*TEXTE PROPOSÉ*
┄┄┄┄┄┄

Par Abdessamad MOUHIEDDINE*
Longtemps j’ai cru que l’ère du paternalisme néocolonial avait disparu, tant les opinions publiques occidentales s’étaient ralliées, au lendemain de la chute du Mur de Berlin, aux combats pour le respect des droits humains et la démocratie.
Hélas, à l’ère où l’unijambisme occidental reflue face à l’émergence du monde asiatique et la lente mais résolue résurrection du continent noir, le néocolonialisme occidental revient en force à la faveur de la guerre russo-ukrainienne.
J’en prends pour preuve la salve de remontrances et d’injonctions assénée par Emmanuel Macron dans le discours musclé qu’il a hurlé à la tribune de l’Assemblée générale de l’ONU à l’encontre des pays « coupables de neutralité » qui ont observé une égale distance entre la Russie et l’Ukraine.

┄┄┄┄┄┄

*BUT DE L'EXERCICE*
Pourriez-vous recopier le texte sur le néocolonialisme occidental, tout le passage allant de « J’en prends pour » jusqu'à « Russie et l’Ukraine. », en le modifiant de sorte que « hurlé » devienne « prononcé » ?

*DONNÉES FOURNIES*
┄┄┄┄┄┄

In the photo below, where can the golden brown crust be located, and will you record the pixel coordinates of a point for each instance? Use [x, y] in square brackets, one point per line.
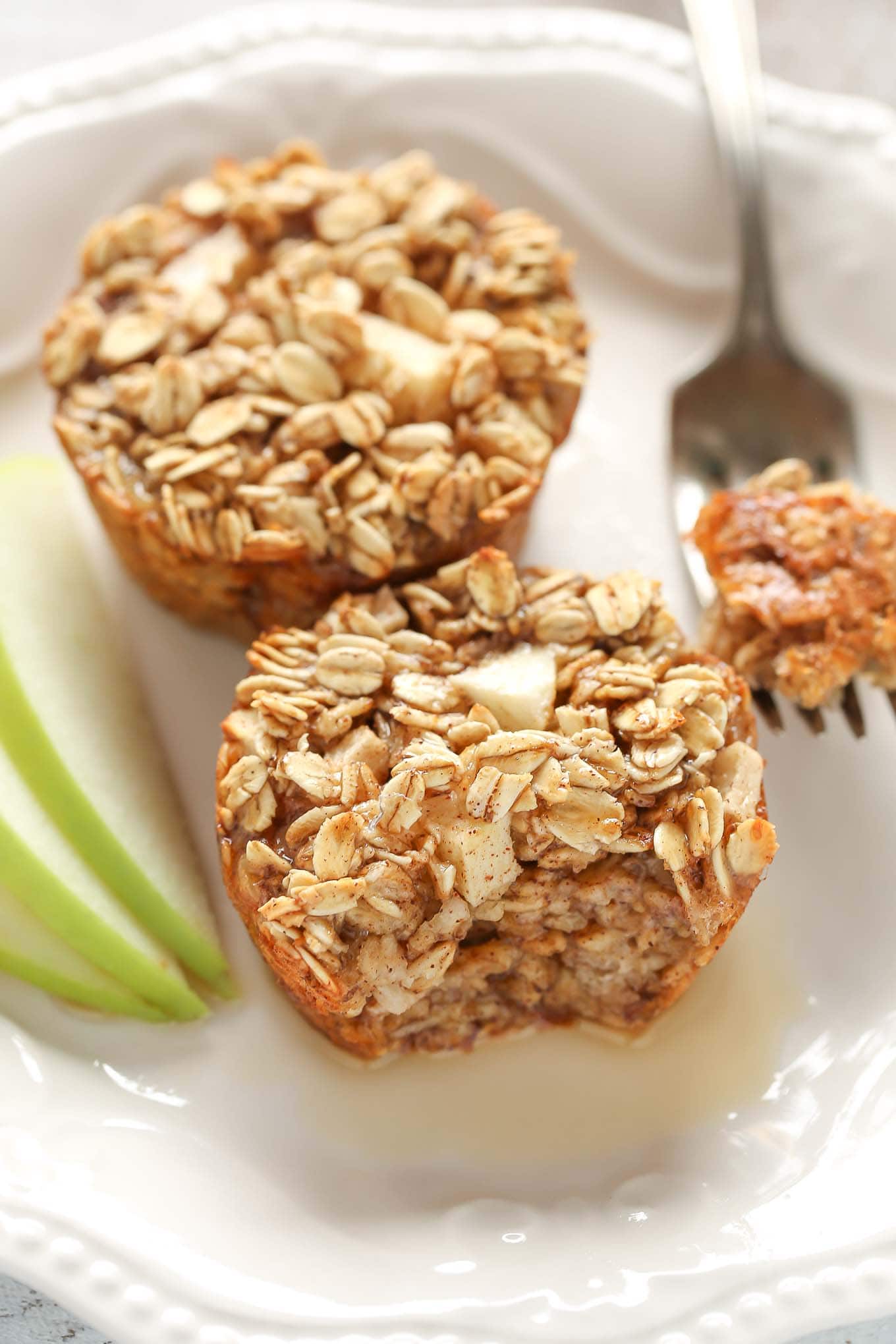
[806, 578]
[288, 381]
[421, 868]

┄┄┄┄┄┄

*CORRIGÉ*
J’en prends pour preuve la salve de remontrances et d’injonctions assénée par Emmanuel Macron dans le discours musclé qu’il a prononcé à la tribune de l’Assemblée générale de l’ONU à l’encontre des pays « coupables de neutralité » qui ont observé une égale distance entre la Russie et l’Ukraine.